== DIRECTIONS ==
Answer these questions about the article on Daniel Hale:
(a) How many months was Hale sentenced to?
(b) How many years of prison did the prosecution want for him?
(c) According to reporting from The Dissenter, until what month is Hale under federal custody at his home?

== SOURCE DOCUMENT ==
┌────────
Ruthlessly persecuting government whistleblowers has become a month-to-month routine from the Trump Administration on into Biden’s. While the results of Super Tuesday have the candidates positioning themselves as two halves fighting over the soul of America, each was more than happy to see Daniel Hale, a former signals intelligence analyst for the US Air Force, be prevented from explaining his motives during the trail and jailed for as long as was possible.
The judge, as WaL reported on in 2021, sentenced Hale to 45 months for securing classified documents on the inner workings of Barack Obama’s secret drone assassination program and handing them over to the investigative journal The Intercept, which published them under the special investigation entitled: The Drone Papers.
The prosecution wanted 9 years as a deterrent against national security employees leaking classified information for their own self-aggrandizement, but the judge ruled against them, saying that it was clear from the few statements Hale was allowed to make that he acted on his conscience and didn’t take risk or reward into account.
Reporting from The Dissenter, which publishes news and updates about whistleblowers, their revelations, and their legal status, claims that Hale is under federal custody at his home until July.
Critically during his trial, Hale was not determined to have placed American lives in danger, a charge the prosecution sought to level against him by showing videos of Islamic State training manuals containing material from the documents he presented to The Intercept. However, the judge again ruled in Hale’s favor, saying that if the American intelligence offices knew ISIS had the materials, they could just as easily change their methods.
└────────
== RECORDED DATA ==
┌────────
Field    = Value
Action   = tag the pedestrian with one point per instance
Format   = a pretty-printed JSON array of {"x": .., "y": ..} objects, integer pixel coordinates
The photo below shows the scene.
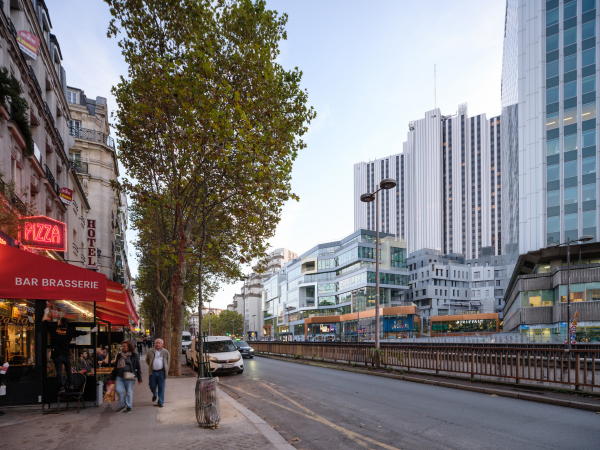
[
  {"x": 61, "y": 334},
  {"x": 127, "y": 369},
  {"x": 158, "y": 360}
]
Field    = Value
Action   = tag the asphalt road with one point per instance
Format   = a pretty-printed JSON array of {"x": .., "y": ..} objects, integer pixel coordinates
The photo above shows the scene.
[{"x": 319, "y": 408}]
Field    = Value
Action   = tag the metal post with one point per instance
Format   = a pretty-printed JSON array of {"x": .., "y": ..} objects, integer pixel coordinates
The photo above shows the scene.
[
  {"x": 568, "y": 294},
  {"x": 377, "y": 271}
]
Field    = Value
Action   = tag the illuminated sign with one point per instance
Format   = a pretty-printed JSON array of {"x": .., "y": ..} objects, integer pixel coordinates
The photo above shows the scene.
[
  {"x": 43, "y": 233},
  {"x": 66, "y": 196},
  {"x": 91, "y": 258}
]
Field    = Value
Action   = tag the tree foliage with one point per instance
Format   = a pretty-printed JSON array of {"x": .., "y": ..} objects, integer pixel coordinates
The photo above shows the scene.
[{"x": 209, "y": 126}]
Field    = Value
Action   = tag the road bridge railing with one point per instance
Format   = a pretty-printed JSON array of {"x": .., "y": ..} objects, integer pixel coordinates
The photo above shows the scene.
[{"x": 532, "y": 364}]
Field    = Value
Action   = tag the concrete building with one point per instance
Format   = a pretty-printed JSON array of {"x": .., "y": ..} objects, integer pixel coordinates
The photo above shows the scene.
[
  {"x": 249, "y": 302},
  {"x": 549, "y": 123},
  {"x": 443, "y": 285},
  {"x": 94, "y": 157},
  {"x": 38, "y": 169},
  {"x": 328, "y": 292},
  {"x": 449, "y": 190}
]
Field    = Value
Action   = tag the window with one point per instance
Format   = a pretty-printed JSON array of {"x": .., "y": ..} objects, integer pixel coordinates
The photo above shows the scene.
└────────
== ANSWER TO THE EXERCISE ==
(a) 45 months
(b) 9 years
(c) July